§ **Parts of the exercise**:
a. Duplicate the part of the article on Volk starting at "Track listing" and ending at "anthem of Pan-Slavism)".
b. In the article on Volk, which speech are the words of "The Great Seal" based on?

** begin Selection **

Volk is the seventh studio album by Slovenian industrial group Laibach, released in 2006. The word "volk" means "people" or "nation" in German and "wolf" in Slovene. The album is a collection of thirteen songs inspired by national or pan-national anthems, plus the anthem of the NSK State, a virtual state to which Laibach belong. The album is a collaboration with another Slovenian band, Silence.

The anthem of the NSK is essentially the same arrangement as "The Great Seal", a song on their 1987 album Opus Dei. Like "The Great Seal", the words are based on Winston Churchill's "We shall fight on the beaches" speech.

Track listing
 "Germania" – based on "Das Lied der Deutschen" (Germany)
 "America" – based on "The Star-Spangled Banner" (United States)
 "Anglia" – based on "God Save the Queen" (United Kingdom)
 "Rossiya" – based on the State Anthem of the Soviet Union, post-2000 "National Anthem of Russia" (Russia), and "The Internationale"
 "Francia" – based on "La Marseillaise" (France)
 "Italia" – based on "Il Canto degli Italiani" (Italy)
 "España" – based on "Marcha Real" (music) and "El Himno de Riego" (lyrics) (Spain)
 "Yisra’el" – based on "Hatikvah" (Israel) and "Fida'i" (Palestine)
 "Türkiye" – based on "İstiklâl Marşı" (Turkey)
 "Zhonghuá" – based on "March of the Volunteers" (People's Republic of China)
 "Nippon" – based on "Kimi ga Yo" (Japan)
 "Slovania" – based on "Hey, Slavs" (anthem of the former Socialist Federal Republic of Yugoslavia and unofficial anthem of Pan-Slavism)

** end Selection **
** begin Stored rows **

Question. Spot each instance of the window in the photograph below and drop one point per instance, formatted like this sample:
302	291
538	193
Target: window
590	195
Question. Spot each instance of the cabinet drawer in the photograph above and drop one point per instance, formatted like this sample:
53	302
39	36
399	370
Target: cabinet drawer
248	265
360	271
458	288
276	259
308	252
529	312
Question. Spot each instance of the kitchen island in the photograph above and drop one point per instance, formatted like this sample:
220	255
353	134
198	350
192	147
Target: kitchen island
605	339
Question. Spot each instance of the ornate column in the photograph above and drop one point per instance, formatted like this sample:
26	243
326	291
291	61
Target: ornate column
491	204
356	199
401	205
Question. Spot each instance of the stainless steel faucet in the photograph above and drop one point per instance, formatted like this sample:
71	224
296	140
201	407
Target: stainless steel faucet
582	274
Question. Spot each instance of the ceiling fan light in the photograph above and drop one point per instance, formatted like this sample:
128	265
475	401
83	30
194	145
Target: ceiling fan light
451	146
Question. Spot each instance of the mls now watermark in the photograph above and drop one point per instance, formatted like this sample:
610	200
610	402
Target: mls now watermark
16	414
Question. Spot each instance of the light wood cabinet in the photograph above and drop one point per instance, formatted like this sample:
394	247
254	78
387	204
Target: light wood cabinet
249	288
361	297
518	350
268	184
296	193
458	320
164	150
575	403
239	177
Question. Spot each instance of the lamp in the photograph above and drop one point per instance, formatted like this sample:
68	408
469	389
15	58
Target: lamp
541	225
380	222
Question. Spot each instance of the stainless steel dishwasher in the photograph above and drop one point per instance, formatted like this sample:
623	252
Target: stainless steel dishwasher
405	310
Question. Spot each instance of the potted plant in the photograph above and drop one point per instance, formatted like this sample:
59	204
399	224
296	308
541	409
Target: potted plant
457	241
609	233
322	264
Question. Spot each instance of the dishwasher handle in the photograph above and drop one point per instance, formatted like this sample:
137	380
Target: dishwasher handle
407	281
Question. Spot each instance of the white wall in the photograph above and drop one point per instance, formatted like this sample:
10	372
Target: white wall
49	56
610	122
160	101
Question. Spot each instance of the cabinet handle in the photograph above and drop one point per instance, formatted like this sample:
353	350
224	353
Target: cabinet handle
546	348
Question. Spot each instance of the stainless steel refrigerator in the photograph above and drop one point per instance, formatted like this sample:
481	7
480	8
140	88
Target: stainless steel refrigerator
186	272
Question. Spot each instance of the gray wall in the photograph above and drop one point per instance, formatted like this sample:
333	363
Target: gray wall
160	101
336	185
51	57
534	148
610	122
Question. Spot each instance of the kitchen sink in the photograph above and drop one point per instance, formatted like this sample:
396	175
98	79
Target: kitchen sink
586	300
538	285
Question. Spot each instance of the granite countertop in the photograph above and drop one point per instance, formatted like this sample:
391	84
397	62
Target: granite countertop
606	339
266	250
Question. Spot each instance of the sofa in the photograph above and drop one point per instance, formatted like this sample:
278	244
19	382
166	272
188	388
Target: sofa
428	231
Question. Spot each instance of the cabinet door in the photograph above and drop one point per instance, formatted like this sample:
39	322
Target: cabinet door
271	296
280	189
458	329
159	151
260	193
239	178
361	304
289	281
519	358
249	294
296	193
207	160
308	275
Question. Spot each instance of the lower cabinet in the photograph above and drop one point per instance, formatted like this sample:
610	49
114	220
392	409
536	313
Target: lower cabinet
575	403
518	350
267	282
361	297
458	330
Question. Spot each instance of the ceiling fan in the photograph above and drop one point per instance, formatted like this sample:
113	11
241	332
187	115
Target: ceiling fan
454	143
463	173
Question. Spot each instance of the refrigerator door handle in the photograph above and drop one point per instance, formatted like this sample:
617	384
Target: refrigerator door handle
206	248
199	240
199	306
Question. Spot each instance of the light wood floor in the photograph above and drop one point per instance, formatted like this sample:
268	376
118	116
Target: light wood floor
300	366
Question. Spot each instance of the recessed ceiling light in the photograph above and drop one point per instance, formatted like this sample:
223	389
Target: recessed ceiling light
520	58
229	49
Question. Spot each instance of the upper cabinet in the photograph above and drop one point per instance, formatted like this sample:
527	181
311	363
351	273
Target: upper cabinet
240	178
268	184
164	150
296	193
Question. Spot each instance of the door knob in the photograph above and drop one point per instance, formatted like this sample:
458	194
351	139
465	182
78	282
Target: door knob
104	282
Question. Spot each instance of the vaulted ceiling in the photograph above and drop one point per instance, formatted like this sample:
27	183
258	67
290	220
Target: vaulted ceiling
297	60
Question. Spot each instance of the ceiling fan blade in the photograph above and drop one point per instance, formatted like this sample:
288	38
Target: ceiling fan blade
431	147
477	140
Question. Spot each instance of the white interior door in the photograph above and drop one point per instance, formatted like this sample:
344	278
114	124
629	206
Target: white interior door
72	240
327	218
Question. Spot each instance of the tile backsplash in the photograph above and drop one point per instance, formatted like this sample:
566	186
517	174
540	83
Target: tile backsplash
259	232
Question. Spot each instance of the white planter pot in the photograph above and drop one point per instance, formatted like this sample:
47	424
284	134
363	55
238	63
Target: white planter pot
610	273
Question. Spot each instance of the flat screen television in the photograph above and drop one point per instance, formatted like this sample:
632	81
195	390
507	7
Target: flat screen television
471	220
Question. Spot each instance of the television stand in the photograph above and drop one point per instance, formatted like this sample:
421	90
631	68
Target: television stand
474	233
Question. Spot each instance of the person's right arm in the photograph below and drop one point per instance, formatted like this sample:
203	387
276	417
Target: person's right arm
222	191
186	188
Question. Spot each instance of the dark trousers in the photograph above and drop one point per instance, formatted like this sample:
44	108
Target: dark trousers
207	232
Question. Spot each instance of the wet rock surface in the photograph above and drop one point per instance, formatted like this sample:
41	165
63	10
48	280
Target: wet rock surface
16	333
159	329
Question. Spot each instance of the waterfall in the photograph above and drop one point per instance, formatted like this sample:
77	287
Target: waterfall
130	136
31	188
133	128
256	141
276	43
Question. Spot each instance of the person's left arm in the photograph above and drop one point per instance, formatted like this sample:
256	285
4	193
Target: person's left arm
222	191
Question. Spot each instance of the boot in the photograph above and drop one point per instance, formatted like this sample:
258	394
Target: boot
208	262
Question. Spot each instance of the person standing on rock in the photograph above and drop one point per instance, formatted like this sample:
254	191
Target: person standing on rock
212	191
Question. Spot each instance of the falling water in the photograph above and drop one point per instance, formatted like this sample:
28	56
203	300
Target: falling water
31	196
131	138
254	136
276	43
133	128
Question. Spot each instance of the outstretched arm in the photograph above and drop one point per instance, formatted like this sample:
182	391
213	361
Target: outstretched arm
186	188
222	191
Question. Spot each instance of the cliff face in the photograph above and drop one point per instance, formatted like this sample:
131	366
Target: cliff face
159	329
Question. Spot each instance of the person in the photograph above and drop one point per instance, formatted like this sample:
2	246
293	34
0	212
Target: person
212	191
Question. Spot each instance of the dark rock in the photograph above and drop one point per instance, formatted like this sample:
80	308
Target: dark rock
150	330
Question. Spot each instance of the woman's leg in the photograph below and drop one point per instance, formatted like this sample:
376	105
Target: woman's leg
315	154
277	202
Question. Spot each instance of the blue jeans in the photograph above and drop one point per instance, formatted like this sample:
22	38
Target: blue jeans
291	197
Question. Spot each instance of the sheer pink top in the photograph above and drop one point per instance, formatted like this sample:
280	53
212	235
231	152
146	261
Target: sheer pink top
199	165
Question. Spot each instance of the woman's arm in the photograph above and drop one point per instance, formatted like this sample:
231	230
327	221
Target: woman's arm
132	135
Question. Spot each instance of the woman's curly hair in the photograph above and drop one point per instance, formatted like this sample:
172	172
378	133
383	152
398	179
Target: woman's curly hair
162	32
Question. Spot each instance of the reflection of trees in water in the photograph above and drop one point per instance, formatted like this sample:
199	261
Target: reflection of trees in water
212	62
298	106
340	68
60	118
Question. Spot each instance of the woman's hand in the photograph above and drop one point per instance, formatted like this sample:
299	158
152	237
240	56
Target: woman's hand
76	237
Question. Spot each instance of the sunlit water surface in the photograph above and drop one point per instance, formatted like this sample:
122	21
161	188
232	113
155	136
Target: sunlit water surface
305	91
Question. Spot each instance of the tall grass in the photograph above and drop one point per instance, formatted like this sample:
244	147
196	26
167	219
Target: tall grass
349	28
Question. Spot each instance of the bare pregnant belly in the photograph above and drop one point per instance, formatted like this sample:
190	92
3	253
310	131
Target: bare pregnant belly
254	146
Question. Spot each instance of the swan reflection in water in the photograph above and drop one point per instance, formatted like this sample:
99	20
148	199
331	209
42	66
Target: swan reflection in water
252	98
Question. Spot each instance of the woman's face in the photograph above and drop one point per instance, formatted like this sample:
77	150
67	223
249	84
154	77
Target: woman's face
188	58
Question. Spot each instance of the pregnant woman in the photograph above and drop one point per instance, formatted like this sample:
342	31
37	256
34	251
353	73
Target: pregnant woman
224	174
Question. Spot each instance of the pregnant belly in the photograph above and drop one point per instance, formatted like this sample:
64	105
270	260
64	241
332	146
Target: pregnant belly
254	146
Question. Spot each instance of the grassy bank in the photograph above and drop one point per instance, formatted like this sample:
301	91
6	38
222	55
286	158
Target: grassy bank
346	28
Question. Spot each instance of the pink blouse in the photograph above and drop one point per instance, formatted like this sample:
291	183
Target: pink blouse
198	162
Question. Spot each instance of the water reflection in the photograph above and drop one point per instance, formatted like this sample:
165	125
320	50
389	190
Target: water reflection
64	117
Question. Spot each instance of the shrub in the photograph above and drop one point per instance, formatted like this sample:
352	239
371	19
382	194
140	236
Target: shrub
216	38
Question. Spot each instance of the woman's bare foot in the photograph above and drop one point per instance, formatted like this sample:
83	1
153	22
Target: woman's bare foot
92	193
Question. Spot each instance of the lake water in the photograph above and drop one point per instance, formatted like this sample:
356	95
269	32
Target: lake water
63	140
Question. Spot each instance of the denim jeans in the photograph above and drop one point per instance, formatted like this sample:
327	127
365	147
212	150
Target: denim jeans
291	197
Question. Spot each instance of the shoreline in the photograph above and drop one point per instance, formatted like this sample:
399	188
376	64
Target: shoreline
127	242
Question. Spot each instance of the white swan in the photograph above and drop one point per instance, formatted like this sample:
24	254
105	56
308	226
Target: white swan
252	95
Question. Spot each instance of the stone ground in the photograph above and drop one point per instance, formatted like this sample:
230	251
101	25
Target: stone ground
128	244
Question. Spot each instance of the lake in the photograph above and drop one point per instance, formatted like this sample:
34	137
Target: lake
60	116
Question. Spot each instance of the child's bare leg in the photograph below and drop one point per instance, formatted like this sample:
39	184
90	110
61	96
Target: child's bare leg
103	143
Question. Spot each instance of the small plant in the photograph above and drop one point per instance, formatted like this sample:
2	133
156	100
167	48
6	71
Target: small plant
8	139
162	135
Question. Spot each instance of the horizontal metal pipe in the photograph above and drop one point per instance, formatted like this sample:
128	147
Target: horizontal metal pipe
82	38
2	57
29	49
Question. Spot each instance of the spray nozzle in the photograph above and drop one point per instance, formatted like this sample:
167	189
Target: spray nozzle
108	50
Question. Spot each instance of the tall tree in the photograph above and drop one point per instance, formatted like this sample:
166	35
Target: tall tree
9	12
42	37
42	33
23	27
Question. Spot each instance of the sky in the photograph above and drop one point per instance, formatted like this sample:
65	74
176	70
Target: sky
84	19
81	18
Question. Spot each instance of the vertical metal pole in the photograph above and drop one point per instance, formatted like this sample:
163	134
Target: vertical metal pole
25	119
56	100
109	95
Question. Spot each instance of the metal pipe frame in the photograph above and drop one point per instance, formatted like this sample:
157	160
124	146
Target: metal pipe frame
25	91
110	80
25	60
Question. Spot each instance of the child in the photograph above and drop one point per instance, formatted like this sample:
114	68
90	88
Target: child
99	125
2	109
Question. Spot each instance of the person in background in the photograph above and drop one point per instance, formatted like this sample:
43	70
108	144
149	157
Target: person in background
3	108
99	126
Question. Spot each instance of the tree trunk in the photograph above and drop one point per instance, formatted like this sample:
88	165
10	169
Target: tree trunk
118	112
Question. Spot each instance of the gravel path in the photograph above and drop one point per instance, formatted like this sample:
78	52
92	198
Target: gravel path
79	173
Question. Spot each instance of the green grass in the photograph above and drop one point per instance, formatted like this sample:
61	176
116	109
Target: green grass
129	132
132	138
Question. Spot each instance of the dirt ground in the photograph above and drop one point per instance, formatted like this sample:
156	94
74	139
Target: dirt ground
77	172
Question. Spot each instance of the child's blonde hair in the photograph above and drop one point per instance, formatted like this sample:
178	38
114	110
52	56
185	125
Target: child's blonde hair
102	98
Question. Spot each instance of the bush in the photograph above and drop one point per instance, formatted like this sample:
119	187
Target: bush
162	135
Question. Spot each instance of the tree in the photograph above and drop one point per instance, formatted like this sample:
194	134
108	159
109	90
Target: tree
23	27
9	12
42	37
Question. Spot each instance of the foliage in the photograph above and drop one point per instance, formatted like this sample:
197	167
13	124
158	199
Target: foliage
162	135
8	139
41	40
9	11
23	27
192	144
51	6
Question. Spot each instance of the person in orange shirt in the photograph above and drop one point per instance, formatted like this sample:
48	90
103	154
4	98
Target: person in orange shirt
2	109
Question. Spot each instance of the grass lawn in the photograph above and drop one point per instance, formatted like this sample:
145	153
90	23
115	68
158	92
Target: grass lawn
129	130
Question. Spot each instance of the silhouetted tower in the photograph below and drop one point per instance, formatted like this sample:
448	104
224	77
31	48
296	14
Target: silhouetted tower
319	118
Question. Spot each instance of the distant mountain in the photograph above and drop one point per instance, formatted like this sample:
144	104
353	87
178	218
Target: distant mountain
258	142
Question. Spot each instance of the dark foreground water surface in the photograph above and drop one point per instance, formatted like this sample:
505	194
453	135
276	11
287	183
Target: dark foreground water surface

** end Stored rows **

§ **Answers to the exercise**:
a.
Track listing
 "Germania" – based on "Das Lied der Deutschen" (Germany)
 "America" – based on "The Star-Spangled Banner" (United States)
 "Anglia" – based on "God Save the Queen" (United Kingdom)
 "Rossiya" – based on the State Anthem of the Soviet Union, post-2000 "National Anthem of Russia" (Russia), and "The Internationale"
 "Francia" – based on "La Marseillaise" (France)
 "Italia" – based on "Il Canto degli Italiani" (Italy)
 "España" – based on "Marcha Real" (music) and "El Himno de Riego" (lyrics) (Spain)
 "Yisra’el" – based on "Hatikvah" (Israel) and "Fida'i" (Palestine)
 "Türkiye" – based on "İstiklâl Marşı" (Turkey)
 "Zhonghuá" – based on "March of the Volunteers" (People's Republic of China)
 "Nippon" – based on "Kimi ga Yo" (Japan)
 "Slovania" – based on "Hey, Slavs" (anthem of the former Socialist Federal Republic of Yugoslavia and unofficial anthem of Pan-Slavism)

b. Winston Churchill's "We shall fight on the beaches" speech.